◆ Yapılacak iş
Aşağıdaki kayıtlarda "white" sözcüğünü içeren her satırı gösterin.

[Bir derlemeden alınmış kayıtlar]
——

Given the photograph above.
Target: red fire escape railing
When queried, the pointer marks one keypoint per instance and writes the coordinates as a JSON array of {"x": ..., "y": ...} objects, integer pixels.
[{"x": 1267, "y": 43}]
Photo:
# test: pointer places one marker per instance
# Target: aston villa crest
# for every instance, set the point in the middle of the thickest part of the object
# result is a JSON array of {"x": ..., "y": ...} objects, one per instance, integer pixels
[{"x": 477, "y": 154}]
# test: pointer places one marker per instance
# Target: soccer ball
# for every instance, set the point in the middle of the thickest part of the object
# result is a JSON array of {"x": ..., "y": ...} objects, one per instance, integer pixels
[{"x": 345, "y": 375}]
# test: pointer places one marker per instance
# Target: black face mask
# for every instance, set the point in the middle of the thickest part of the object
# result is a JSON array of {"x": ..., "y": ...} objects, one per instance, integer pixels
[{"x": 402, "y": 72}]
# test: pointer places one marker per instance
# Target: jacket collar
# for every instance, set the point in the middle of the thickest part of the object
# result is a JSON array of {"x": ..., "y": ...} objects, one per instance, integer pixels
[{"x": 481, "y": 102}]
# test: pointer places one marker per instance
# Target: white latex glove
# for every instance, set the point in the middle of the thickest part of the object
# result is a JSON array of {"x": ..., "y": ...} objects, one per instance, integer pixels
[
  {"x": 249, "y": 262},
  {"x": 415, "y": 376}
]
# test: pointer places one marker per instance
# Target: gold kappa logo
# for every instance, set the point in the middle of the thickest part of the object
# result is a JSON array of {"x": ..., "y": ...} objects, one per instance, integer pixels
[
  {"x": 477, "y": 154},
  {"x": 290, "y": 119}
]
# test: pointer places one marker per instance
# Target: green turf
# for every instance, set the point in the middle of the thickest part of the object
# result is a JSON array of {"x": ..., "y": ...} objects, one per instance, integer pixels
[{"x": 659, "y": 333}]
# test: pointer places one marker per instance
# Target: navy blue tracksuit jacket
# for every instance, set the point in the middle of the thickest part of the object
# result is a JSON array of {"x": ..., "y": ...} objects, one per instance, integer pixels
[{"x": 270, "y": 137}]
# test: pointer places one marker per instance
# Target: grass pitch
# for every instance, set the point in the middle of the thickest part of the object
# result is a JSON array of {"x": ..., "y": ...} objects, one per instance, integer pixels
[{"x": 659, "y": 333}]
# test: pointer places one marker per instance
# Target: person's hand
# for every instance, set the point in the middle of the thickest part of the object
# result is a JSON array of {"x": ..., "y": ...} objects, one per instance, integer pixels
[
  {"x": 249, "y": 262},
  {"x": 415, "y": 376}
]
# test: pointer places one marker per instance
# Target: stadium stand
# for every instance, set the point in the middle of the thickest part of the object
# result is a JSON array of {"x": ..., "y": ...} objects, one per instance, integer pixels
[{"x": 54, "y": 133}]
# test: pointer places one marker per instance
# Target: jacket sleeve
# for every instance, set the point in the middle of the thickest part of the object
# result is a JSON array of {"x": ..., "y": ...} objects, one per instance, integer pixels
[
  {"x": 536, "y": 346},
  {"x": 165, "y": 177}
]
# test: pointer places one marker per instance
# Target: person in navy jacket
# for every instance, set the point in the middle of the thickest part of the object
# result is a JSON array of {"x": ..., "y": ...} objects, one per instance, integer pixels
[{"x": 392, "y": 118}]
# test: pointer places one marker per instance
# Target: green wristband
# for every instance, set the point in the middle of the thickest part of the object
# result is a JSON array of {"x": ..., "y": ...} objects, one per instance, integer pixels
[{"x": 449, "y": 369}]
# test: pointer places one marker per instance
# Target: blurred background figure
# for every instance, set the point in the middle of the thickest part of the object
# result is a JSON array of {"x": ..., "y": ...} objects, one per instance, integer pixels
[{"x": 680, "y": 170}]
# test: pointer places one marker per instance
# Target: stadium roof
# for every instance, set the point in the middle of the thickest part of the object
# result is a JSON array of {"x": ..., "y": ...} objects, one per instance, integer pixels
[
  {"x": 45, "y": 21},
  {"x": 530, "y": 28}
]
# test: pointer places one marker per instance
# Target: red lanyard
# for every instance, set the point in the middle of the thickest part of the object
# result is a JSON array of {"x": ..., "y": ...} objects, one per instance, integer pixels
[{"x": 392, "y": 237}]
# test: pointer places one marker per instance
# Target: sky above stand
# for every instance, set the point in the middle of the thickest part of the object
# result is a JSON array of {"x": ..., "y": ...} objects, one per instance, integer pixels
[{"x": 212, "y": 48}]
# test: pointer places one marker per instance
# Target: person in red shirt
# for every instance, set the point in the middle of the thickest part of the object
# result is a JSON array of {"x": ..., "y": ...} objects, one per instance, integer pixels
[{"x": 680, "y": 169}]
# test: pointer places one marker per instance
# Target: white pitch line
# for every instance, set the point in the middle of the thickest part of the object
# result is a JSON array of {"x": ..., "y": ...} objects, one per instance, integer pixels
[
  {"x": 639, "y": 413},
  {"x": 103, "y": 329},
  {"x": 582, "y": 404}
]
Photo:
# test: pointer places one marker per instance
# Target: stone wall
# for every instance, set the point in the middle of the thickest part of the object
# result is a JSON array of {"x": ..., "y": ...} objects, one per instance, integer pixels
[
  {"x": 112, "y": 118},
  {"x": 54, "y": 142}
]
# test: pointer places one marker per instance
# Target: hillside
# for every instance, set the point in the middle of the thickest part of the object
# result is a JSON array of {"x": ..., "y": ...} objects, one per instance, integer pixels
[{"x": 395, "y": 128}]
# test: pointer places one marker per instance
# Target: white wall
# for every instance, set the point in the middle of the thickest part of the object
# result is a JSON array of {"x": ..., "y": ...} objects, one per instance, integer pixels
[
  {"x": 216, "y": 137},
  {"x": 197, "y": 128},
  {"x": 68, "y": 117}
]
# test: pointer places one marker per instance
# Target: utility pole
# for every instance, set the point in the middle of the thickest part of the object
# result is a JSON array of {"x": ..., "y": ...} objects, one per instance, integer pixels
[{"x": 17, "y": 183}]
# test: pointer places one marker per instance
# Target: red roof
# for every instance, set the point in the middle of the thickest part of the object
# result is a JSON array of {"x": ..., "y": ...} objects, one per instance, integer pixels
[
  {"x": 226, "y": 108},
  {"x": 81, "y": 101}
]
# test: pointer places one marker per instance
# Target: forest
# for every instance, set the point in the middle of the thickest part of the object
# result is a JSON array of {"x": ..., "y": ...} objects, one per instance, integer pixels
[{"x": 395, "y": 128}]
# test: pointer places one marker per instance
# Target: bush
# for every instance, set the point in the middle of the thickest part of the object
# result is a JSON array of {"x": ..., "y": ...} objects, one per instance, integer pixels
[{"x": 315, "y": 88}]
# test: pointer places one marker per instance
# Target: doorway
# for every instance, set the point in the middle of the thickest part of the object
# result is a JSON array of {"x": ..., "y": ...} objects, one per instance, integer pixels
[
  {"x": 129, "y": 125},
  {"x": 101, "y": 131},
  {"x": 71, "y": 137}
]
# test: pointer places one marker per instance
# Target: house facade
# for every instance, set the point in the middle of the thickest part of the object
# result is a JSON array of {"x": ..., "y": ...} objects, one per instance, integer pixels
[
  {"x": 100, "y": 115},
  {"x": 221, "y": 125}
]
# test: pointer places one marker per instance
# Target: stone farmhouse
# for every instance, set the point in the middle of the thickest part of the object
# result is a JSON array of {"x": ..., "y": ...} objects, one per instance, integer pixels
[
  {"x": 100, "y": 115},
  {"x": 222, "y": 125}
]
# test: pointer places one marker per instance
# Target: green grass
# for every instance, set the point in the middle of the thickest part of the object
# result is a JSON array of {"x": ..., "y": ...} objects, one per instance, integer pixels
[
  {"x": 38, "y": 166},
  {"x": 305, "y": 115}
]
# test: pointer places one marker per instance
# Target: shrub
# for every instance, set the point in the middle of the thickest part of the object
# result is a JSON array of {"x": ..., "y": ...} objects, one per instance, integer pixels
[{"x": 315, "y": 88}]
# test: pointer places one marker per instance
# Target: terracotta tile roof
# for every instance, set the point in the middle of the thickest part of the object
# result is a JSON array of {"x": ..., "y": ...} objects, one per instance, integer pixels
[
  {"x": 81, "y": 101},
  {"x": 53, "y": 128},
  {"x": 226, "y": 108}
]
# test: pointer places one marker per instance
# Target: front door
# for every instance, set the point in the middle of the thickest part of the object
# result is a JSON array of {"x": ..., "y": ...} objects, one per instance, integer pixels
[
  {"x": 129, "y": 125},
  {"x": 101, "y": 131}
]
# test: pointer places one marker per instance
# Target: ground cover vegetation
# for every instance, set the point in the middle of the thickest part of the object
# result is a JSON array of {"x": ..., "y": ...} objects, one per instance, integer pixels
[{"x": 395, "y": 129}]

——

◆ Doğru yanıt
# Target: white latex glove
# Target: white pitch line
# Target: white wall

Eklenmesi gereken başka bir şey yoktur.